## AIM
Number each of the lines below in order, dropping any blank ones and leaving out the pictures.

======== RECORDS

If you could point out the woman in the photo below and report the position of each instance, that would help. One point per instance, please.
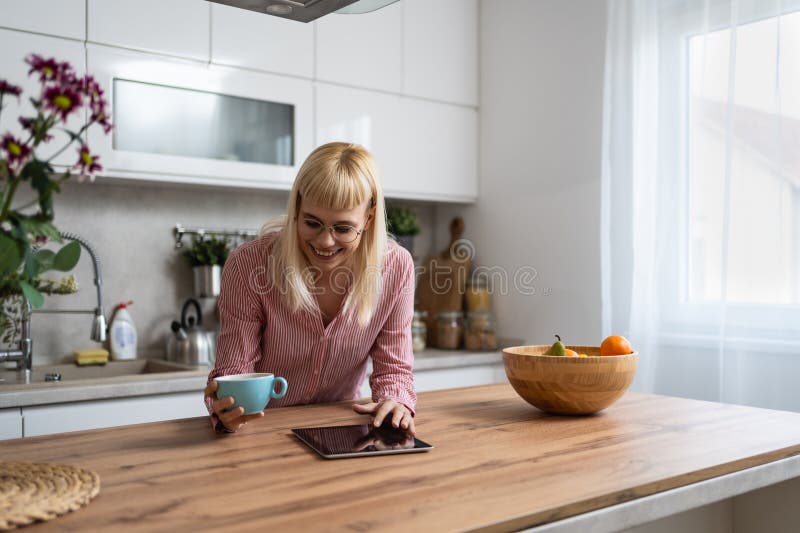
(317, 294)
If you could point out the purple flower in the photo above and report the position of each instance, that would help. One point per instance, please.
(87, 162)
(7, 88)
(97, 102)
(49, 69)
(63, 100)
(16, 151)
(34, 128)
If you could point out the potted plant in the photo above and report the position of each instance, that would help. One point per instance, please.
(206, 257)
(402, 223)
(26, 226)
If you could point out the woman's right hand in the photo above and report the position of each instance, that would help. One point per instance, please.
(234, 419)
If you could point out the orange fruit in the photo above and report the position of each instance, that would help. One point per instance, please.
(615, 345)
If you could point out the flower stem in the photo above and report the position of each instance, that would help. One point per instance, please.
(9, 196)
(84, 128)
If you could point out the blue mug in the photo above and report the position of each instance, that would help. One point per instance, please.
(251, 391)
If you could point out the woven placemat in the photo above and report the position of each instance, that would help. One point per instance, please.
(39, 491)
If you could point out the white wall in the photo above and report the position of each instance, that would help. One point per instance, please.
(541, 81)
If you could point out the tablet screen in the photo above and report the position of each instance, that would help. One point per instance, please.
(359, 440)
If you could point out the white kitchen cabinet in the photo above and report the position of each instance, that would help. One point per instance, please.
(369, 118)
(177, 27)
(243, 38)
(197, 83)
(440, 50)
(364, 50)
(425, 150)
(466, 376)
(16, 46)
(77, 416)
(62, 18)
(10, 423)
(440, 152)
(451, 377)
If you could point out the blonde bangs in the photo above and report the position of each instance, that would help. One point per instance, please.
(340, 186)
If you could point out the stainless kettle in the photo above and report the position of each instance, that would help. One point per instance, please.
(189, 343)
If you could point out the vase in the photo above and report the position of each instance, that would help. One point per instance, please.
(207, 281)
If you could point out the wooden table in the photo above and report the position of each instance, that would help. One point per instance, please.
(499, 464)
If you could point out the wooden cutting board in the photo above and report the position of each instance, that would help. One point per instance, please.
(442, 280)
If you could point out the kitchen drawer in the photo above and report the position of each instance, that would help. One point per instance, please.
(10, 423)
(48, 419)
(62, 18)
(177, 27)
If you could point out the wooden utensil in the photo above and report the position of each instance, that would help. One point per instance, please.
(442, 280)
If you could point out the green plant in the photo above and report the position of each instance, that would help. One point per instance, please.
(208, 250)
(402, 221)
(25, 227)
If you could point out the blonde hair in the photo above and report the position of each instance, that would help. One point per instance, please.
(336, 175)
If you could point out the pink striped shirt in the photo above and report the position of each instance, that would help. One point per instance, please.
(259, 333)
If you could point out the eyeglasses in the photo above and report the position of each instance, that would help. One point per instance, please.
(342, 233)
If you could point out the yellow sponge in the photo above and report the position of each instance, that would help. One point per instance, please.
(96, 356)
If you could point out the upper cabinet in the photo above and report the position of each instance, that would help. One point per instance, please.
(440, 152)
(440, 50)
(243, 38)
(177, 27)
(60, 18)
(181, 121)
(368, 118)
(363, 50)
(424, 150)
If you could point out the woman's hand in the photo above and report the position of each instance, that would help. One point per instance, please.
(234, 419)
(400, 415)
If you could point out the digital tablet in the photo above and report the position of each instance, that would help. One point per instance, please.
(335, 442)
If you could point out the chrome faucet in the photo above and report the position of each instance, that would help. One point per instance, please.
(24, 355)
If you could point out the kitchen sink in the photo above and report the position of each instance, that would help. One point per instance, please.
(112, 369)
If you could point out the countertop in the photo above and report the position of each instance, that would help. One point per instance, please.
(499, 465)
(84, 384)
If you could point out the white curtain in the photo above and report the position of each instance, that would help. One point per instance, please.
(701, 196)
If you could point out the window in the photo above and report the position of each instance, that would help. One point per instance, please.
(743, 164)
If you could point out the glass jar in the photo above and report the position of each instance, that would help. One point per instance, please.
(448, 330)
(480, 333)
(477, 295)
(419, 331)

================

## EXERCISE OUTPUT
1. If you could point out the woman in the photo below and report the position of each instance, that would help. One point per instance, please.
2. (317, 294)
3. If you could point out the purple flower in the photo above and report the position of each instance, that would help. One point per instance, please.
4. (87, 162)
5. (7, 88)
6. (97, 102)
7. (49, 69)
8. (63, 100)
9. (16, 151)
10. (34, 128)
11. If you could point out the potted plant in the photo above and report the position of each instance, that would help. One point per instance, please.
12. (206, 257)
13. (402, 223)
14. (26, 226)
15. If you could point out the woman's right hand in the photo above and report the position of each instance, that would help. One point per instance, please.
16. (234, 419)
17. If you could point out the orange fruit in the photo above and report the position of each instance, that would help. One point per instance, please.
18. (615, 345)
19. If you could point out the flower stem in the photo above and report the position of each instance, that would help. One point per instance, please.
20. (9, 196)
21. (84, 128)
22. If you could point out the blue mug in the photo above and report the position of each instance, that would help. One point per instance, please.
23. (251, 391)
24. If you could point out the woven placemat in the photo above and report the position of each instance, that would help. One point per instance, please.
25. (39, 491)
26. If you could point out the white wall in the photo above and report the position of each instance, that would help. One point per instance, please.
27. (541, 81)
28. If you could point out the tablet screen in the photo above and report the position of each instance, that would help. One point per instance, please.
29. (359, 440)
30. If you could point out the white kitchen cabinet in the photo above and report the position of each instance, that would help. One point per instance, please.
31. (369, 118)
32. (177, 27)
33. (243, 38)
34. (197, 83)
35. (440, 50)
36. (364, 50)
37. (425, 150)
38. (466, 376)
39. (16, 46)
40. (77, 416)
41. (62, 18)
42. (10, 423)
43. (440, 152)
44. (451, 377)
45. If you could point out the blonde bangs in the photo above and report the position of each instance, that would help. One point per instance, please.
46. (340, 186)
47. If you could point out the stainless kettle in the photo above and report the position of each instance, that would help. One point per instance, please.
48. (189, 343)
49. If you could point out the vase in the photo above and report the position of each instance, that would help. One point per instance, please.
50. (207, 281)
51. If you could point out the wooden table in the photo above and report the position of each instance, that would help. One point per instance, please.
52. (499, 464)
53. If you could point out the wooden cutting board in the photo above and report the position of each instance, that would help. One point per instance, please.
54. (442, 280)
55. If you could point out the kitchen drawer in the photo above and report the position of each instance, that would help. One point per instance, please.
56. (10, 423)
57. (48, 419)
58. (62, 18)
59. (177, 27)
60. If you could point out the wooden utensil in the photo above and report the position of each instance, that would help. One point per instance, please.
61. (442, 280)
62. If you could point out the green plant in the photo above and report the position of each instance, that would help. One point per instance, please.
63. (208, 250)
64. (402, 221)
65. (25, 227)
66. If you could point out the blonde hair in the photo above and report the position of each instance, that would help. One point per instance, please.
67. (336, 175)
68. If you could point out the pink striped shirt in the photo above and report the position of each instance, that would help. One point per instance, please.
69. (259, 333)
70. If you could point out the eyeglasses in the photo above and report the position of each instance, that would help. One point per instance, please.
71. (342, 233)
72. If you could point out the yellow sponge in the photo above and report the position of each instance, that would help. One point per instance, please.
73. (96, 356)
74. If you could point out the upper cabinet in the photo above and report the position of each instance, that would help. One point per instance, please.
75. (440, 152)
76. (440, 50)
77. (243, 38)
78. (177, 27)
79. (60, 18)
80. (181, 121)
81. (368, 118)
82. (363, 50)
83. (424, 150)
84. If you could point out the woman's hand in the photo above and report the position of each instance, that would help. One point per instance, please.
85. (234, 419)
86. (400, 415)
87. If you could point out the digital tablet in the photo above and report the position of each instance, that would help. One point per instance, please.
88. (335, 442)
89. If you could point out the chrome faucet in the photo above and report the position of each instance, that would help. One point per instance, please.
90. (24, 355)
91. If you could point out the kitchen sink in the photo above and report the position of each instance, that would help. One point per instance, please.
92. (112, 369)
93. If you could point out the countertop in the photo above and report the position of each instance, that would help. One point per instance, please.
94. (499, 465)
95. (84, 384)
96. If you could point out the white curtain in the photo above and report the position of each instance, that would help. One point per instance, please.
97. (701, 196)
98. If you could point out the window in the photo above and report the position of each instance, that would help. One point per instance, please.
99. (743, 164)
100. If you could point out the glass jar in the photo above and report the position of each instance, that would help. One point per instance, please.
101. (448, 330)
102. (480, 333)
103. (477, 295)
104. (419, 331)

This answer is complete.